### PROBLEM DETAILS:
Reproduce every entry exactly as given.

[DATASET ENTRIES]

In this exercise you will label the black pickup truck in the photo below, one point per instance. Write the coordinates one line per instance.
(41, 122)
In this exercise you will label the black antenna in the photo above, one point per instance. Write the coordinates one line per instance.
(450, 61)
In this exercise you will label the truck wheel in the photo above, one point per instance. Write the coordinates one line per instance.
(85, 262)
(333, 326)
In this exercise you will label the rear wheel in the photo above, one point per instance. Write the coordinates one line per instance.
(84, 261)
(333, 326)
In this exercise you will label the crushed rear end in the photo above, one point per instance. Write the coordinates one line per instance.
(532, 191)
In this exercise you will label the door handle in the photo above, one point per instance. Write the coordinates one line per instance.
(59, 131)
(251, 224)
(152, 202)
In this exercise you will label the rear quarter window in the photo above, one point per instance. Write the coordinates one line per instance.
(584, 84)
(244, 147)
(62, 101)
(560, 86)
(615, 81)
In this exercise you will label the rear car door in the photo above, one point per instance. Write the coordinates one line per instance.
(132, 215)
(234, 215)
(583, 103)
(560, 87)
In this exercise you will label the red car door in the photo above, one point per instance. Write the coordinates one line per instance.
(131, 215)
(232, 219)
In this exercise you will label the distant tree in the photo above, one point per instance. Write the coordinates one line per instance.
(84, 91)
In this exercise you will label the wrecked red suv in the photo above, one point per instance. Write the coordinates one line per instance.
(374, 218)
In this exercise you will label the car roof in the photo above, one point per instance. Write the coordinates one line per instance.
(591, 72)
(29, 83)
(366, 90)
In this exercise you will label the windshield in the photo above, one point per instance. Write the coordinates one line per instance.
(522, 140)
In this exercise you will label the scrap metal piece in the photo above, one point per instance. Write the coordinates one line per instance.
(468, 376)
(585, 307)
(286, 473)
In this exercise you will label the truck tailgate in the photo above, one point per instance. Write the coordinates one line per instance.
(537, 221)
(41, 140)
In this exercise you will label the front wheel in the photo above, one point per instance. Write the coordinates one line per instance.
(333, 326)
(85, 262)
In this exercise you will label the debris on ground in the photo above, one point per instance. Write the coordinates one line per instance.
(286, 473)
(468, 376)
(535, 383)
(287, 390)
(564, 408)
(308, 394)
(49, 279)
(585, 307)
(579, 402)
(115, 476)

[/DATASET ENTRIES]

### YOUR SOLUTION:
In this exercise you will label the black pickup truck in the photo below, one point per instance. Write the coordinates one line per instance.
(41, 122)
In this exercise you will label the black antenna in the photo above, one point per instance. Write the coordinates one line per instance.
(450, 61)
In this exercise you will label the truck wheel in the photo above, one point per instance. Write the coordinates one line per instance.
(85, 262)
(333, 326)
In this exercise you will label the rear wheel in the photo above, one point per instance. Write the coordinates one line per instance.
(84, 261)
(333, 326)
In this exercise you will label the crushed rear end in the photo above, one point per instance. Write the coordinates one line per instance.
(532, 191)
In this exercise you will label the door handle in the photo above, one point per instance. Write the coordinates one line per instance.
(59, 131)
(251, 224)
(152, 202)
In this exercise you will label the rear quarter window in the photo above, one point per instance. Write the coordinates one line per instance.
(584, 84)
(244, 147)
(62, 101)
(560, 86)
(615, 81)
In this exercise you will label the rear car door in the photo above, one point per instance. Write the coordinates one line per instance.
(132, 215)
(234, 215)
(583, 103)
(560, 87)
In this exercise you will label the red car door in the photo above, one point per instance. Write the coordinates one line per instance.
(131, 215)
(232, 219)
In this exercise you will label the distant tree in the photo above, one point per instance. Write the coordinates one line per instance.
(84, 91)
In this exercise you will label the wrecked red suv in the photo above, one point per instance. Write the coordinates one line per instance.
(374, 218)
In this exercise you will label the car roof in the photo above, one point per instance. Write the coordinates one line per instance.
(591, 72)
(29, 83)
(366, 90)
In this exercise you will label the windshield in the photo above, one point per instance. Write the coordinates one line per instance.
(522, 140)
In this exercise you will label the scrap metal piece in the photo above, one point per instance. Write the coordinates one line per instance.
(468, 376)
(585, 307)
(286, 473)
In this exercise you will label the truck tailgate in the photo above, one point per instance. Write the coordinates one line per instance.
(537, 221)
(41, 140)
In this exercise you will label the front wheel in the photo above, one point per instance. Write the coordinates one line per instance.
(333, 326)
(85, 262)
In this exercise you will label the debris on ground in the photo above, one point per instance. Write the coordinates one line per instance.
(286, 473)
(468, 376)
(535, 383)
(287, 390)
(564, 408)
(308, 394)
(49, 279)
(585, 307)
(579, 402)
(115, 476)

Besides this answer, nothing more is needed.